+++ Listing +++
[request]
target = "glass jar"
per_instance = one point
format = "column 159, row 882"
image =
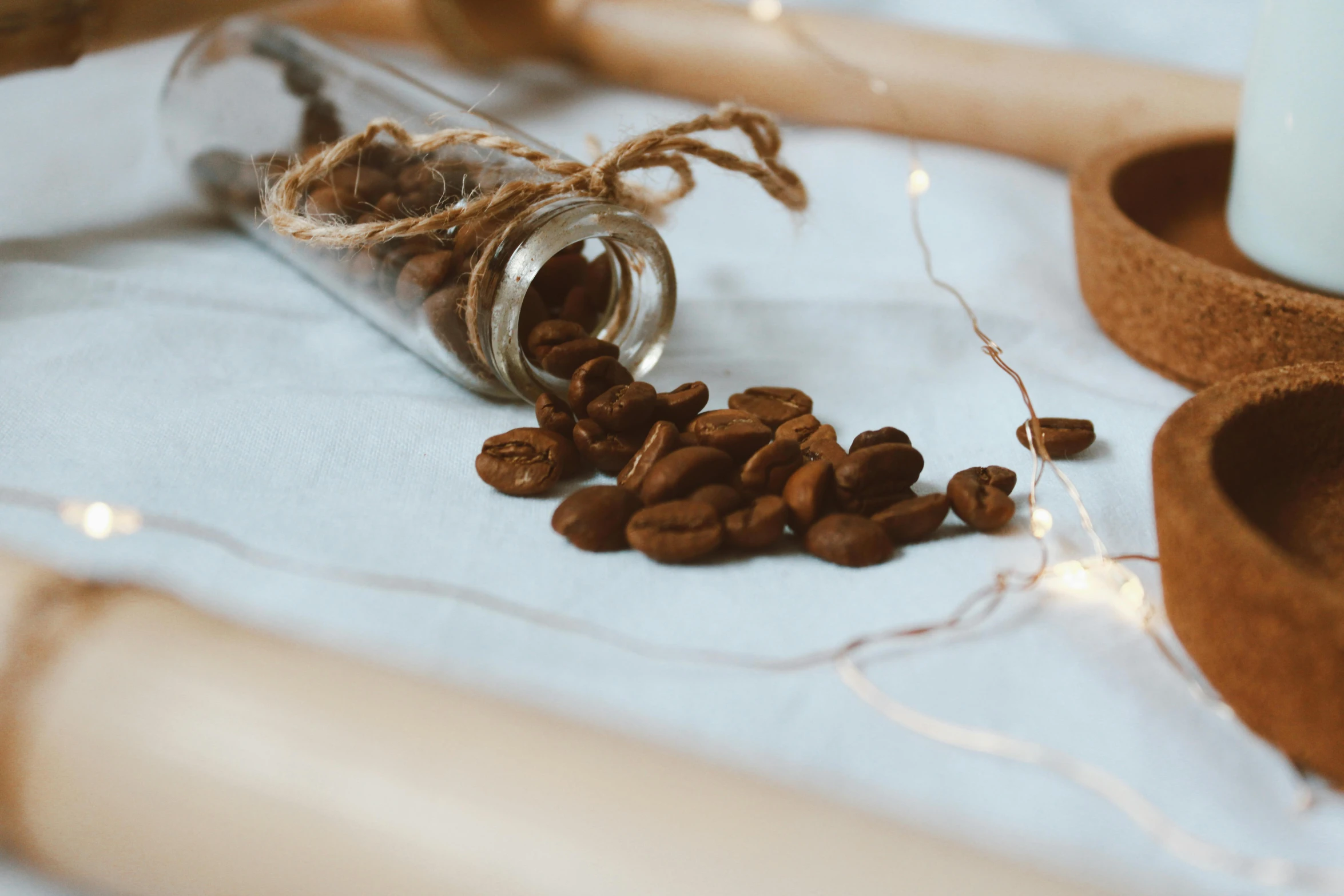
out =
+++
## The task
Change every "glass jar" in the rows above to "ceramic mug", leaving all other text as it is. Write the rows out again without the pictures.

## The output
[request]
target = "ceramic mug"
per_instance = one point
format = "column 159, row 882"
image =
out =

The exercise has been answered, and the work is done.